- _Exercise goal_:
Reproduce each of the following entries line for line, without changing a single character.

__________________________________________________

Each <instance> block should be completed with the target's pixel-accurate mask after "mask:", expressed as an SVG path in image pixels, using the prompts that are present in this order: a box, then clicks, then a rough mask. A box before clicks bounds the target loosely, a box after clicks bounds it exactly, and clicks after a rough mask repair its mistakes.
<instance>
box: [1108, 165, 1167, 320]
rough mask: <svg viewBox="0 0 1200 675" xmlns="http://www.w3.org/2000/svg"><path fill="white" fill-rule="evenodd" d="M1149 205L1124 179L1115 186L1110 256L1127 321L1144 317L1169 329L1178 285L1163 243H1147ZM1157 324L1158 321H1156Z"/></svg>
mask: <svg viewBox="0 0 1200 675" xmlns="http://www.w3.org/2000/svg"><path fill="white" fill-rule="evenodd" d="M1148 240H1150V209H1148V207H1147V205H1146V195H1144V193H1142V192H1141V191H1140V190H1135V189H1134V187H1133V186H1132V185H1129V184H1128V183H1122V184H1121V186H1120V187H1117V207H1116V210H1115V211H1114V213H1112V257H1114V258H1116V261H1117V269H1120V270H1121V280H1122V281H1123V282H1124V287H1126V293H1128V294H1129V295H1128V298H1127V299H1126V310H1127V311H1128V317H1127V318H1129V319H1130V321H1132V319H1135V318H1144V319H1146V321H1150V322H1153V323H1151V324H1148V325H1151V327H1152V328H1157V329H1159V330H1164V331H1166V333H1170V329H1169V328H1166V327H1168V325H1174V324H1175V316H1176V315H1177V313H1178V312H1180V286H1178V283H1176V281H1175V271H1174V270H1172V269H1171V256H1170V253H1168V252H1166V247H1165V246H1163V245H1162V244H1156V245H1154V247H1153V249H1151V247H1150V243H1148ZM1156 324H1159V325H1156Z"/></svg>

__________________________________________________

- _Written answer_:
Each <instance> block should be completed with the target's pixel-accurate mask after "mask:", expressed as an SVG path in image pixels, using the prompts that are present in this order: a box, then clicks, then a rough mask. A box before clicks bounds the target loosely, a box after clicks bounds it exactly, and clicks after a rough mask repair its mistakes.
<instance>
box: [1108, 165, 1167, 320]
rough mask: <svg viewBox="0 0 1200 675" xmlns="http://www.w3.org/2000/svg"><path fill="white" fill-rule="evenodd" d="M1149 205L1124 179L1115 186L1110 256L1127 321L1144 317L1169 329L1178 285L1163 243H1147ZM1157 324L1158 321H1156Z"/></svg>
mask: <svg viewBox="0 0 1200 675" xmlns="http://www.w3.org/2000/svg"><path fill="white" fill-rule="evenodd" d="M1148 240H1150V209H1148V207H1147V205H1146V195H1144V193H1142V192H1141V191H1140V190H1135V189H1134V187H1133V186H1132V185H1129V184H1128V183H1122V184H1121V186H1120V187H1117V207H1116V210H1115V211H1114V213H1112V257H1114V258H1116V261H1117V269H1120V270H1121V280H1122V281H1123V282H1124V287H1126V293H1128V294H1129V295H1128V298H1127V299H1126V310H1127V311H1128V317H1127V318H1129V319H1130V321H1132V319H1135V318H1144V319H1146V321H1150V322H1153V323H1151V324H1148V325H1151V327H1152V328H1157V329H1159V330H1164V331H1166V333H1170V329H1169V328H1166V327H1168V325H1174V324H1175V316H1176V315H1177V313H1178V312H1180V286H1178V283H1176V281H1175V271H1174V270H1172V269H1171V256H1170V253H1168V252H1166V247H1165V246H1163V245H1162V244H1156V245H1154V247H1153V249H1151V247H1150V243H1148ZM1156 324H1159V325H1156Z"/></svg>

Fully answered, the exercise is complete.